Women in Peru facing tough reproductive choices got great news this week when the Ministry of Health adopted new abortion guidelines that should help doctors treat patients in need. Ninety years ago, Peru’s lawmakers decided that even though abortion is a crime in the country, women (and their doctors) should not go to jail if the abortion was to save a woman’s life or when she faced “serious and permanent damage” to her health from the pregnancy. While this might seem clear, doctors operated for years without any formal guidance on when and if they can provide such abortions.
When doctors fear prosecution or prison, it can have a chilling effect on their willingness to consider all medical options for pregnant women and girls. For example, in 2007, Human Rights Watch interviewed the mother of a 14-year-old girl who was pregnant as a result of rape. The girl, known as L.C., tried to commit suicide by jumping from a building. She survived but damaged her spinal column and risked permanent disability. Doctors recommended emergency surgery, but it was postponed due to her pregnancy. L.C.’s mother requested that the pregnancy be terminated so the surgery could be performed, but the hospital’s medical board denied the request, saying L.C.’s life was not in danger. Her mother told Human Rights Watch, “[j]ust like that, even though my daughter is the way she is, they said, ‘We can’t, señora. That is a criminal offense.”
L.C. later miscarried, and had spinal surgery more than three months after doctors said it was medically necessary. She was paralyzed from the neck down.
A United Nations expert body on human rights condemned the Peruvian government’s conduct, saying it had violated L.C.’s human rights, and called for formal guidelines, a demand echoed by Peruvian and international groups, including Human Rights Watch.

**Task item**
Reproduce the full article on Peru's new abortion guidelines word for word, with no changes.

[Saved data entries]
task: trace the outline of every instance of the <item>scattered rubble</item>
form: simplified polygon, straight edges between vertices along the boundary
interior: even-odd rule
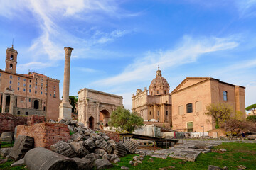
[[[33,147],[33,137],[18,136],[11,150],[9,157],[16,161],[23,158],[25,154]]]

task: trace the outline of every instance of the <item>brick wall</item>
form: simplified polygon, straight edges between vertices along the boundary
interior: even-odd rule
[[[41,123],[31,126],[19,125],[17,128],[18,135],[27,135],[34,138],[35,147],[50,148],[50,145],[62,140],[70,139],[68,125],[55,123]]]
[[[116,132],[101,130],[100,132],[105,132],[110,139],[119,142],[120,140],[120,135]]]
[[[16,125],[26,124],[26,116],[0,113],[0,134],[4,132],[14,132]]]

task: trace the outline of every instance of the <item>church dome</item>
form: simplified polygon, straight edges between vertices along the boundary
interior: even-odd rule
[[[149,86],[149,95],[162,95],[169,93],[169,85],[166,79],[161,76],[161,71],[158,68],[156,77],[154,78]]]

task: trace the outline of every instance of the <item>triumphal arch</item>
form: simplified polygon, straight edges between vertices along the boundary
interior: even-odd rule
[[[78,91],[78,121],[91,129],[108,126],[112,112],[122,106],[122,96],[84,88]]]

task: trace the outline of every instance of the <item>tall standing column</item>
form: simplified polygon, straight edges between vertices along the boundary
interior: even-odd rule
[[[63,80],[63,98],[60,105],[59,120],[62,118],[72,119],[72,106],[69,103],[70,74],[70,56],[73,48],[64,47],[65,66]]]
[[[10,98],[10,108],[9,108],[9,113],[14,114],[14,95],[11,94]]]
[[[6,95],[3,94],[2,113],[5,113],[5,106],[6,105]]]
---
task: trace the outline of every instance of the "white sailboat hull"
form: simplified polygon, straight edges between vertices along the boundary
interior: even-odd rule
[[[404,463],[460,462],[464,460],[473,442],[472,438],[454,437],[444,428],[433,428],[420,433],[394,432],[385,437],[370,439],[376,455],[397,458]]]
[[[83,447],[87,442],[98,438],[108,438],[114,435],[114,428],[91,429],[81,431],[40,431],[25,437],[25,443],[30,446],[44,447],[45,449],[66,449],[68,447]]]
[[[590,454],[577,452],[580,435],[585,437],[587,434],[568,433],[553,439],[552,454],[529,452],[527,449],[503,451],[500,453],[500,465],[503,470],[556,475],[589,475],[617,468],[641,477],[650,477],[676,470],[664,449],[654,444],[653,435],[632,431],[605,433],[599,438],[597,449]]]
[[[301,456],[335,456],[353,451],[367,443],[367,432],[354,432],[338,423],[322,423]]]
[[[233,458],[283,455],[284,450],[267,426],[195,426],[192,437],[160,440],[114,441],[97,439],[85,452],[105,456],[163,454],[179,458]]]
==
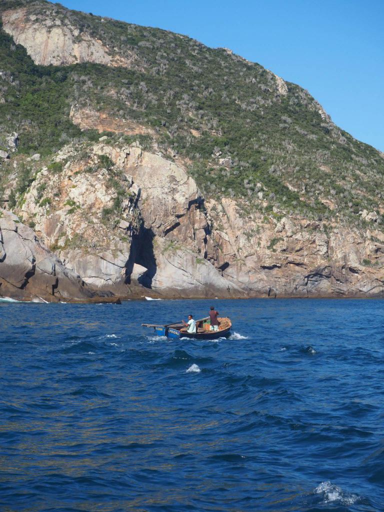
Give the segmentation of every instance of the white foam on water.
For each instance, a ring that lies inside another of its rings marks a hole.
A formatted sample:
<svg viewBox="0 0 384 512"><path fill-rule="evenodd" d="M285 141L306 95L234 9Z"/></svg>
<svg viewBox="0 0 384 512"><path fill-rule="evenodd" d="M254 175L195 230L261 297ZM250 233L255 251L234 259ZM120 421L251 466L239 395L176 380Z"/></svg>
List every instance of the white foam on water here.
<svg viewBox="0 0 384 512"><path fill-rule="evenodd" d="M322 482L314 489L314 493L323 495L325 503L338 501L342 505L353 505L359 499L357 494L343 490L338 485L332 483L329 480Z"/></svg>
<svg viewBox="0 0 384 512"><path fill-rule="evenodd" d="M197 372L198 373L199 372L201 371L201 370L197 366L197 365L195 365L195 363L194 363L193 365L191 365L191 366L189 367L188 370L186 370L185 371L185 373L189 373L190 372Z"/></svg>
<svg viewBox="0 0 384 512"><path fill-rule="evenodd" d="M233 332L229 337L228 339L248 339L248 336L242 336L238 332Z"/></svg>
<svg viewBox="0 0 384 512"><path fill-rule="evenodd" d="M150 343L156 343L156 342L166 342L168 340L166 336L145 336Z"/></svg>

**Answer section**
Women in Peru facing tough reproductive choices got great news this week when the Ministry of Health adopted new abortion guidelines that should help doctors treat patients in need. Ninety years ago, Peru’s lawmakers decided that even though abortion is a crime in the country, women (and their doctors) should not go to jail if the abortion was to save a woman’s life or when she faced “serious and permanent damage” to her health from the pregnancy. While this might seem clear, doctors operated for years without any formal guidance on when and if they can provide such abortions.
When doctors fear prosecution or prison, it can have a chilling effect on their willingness to consider all medical options for pregnant women and girls. For example, in 2007, Human Rights Watch interviewed the mother of a 14-year-old girl who was pregnant as a result of rape. The girl, known as L.C., tried to commit suicide by jumping from a building. She survived but damaged her spinal column and risked permanent disability. Doctors recommended emergency surgery, but it was postponed due to her pregnancy. L.C.’s mother requested that the pregnancy be terminated so the surgery could be performed, but the hospital’s medical board denied the request, saying L.C.’s life was not in danger. Her mother told Human Rights Watch, “[j]ust like that, even though my daughter is the way she is, they said, ‘We can’t, señora. That is a criminal offense.”
L.C. later miscarried, and had spinal surgery more than three months after doctors said it was medically necessary. She was paralyzed from the neck down.
A United Nations expert body on human rights condemned the Peruvian government’s conduct, saying it had violated L.C.’s human rights, and called for formal guidelines, a demand echoed by Peruvian and international groups, including Human Rights Watch.